◆ **Source text**
[Start of section]
And if this does result in a great deal of damage to homeopathy it won’t be the fault of the people involved in the sting but with the sloppy standards and behaviours engaged in by those who will do this because ‘it doesn’t matter’. It is like a decay within our profession.

It’s not so much the radionics that is the problem but the covert way they are used and the rationale (is there any rationale for standard remedies) behind a college that would do this with its students and a trusting public using its clinic. It’s about time this sort of thing did come out in the open and was weeded out.

And these comments are coming from someone who has no problem with radionically prepared remedies as a second best option when traditionally prepared ones are not available – just as long as everyone knows what is being done and the limitations involved.

Radionics is based on a belief that ‘energies’ can be tuned by a machine to remotely confer healing properties to an object or person.  It does not have a scientific basis and does not work.  Presumably this is the ‘magic black box’ referred to in the original email.  Ms Sheffield clearly believes that such a process is less efficacious than banging a sequentially diluted solution, to the point at which no molecule of the original solution survives, 50 times against a leather bound board.
[End of section]
◆ **Extracted information**
[Start of section]
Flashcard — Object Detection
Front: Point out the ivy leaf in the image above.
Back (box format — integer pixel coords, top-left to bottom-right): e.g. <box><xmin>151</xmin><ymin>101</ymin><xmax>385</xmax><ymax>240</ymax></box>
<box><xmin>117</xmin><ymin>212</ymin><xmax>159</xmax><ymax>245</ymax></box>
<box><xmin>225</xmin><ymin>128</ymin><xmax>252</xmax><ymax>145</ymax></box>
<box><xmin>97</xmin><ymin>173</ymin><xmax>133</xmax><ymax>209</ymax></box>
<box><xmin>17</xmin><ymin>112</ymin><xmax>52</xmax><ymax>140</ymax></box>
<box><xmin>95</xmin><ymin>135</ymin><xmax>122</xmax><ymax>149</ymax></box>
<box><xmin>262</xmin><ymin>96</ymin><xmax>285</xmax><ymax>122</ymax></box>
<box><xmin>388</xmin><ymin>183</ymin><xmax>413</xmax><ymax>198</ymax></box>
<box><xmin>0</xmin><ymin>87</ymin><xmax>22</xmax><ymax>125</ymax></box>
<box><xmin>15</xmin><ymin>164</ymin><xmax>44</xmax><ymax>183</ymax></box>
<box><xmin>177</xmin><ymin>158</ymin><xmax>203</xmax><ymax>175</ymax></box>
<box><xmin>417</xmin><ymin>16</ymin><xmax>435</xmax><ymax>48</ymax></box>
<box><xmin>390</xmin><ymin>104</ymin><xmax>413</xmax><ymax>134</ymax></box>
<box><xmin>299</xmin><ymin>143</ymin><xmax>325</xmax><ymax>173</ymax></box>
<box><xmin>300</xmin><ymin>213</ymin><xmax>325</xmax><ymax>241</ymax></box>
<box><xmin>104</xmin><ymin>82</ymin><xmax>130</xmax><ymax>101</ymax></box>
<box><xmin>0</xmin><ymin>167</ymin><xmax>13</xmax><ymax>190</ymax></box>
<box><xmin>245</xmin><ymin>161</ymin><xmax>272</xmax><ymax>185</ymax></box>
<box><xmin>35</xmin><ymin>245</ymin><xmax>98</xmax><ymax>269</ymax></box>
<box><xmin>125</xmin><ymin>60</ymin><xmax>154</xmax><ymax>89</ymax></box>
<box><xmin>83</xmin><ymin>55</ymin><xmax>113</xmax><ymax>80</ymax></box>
[End of section]
◆ **Directions for this task**
Render this sentence from the text on radionics and homeopathy in Spanish: "Radionics is based on a belief that ‘energies’ can be tuned by a machine to remotely confer healing properties to an object or person."

◆ **Output**
La radiónica se basa en la creencia de que una máquina puede sintonizar las ‘energías’ para conferir a distancia propiedades curativas a un objeto o a una persona.